PROVIDED DATA
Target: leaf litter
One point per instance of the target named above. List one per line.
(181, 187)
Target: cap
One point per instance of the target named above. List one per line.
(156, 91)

EXERCISE OBJECTIVE
Write out every line of the entries above as a numbered list, omitting any blank lines.

EXPECTED OUTPUT
1. Target: leaf litter
2. One point per instance of the target named above. List one per line.
3. (181, 187)
4. Target: cap
5. One point per instance of the target named above. List one per line.
6. (156, 91)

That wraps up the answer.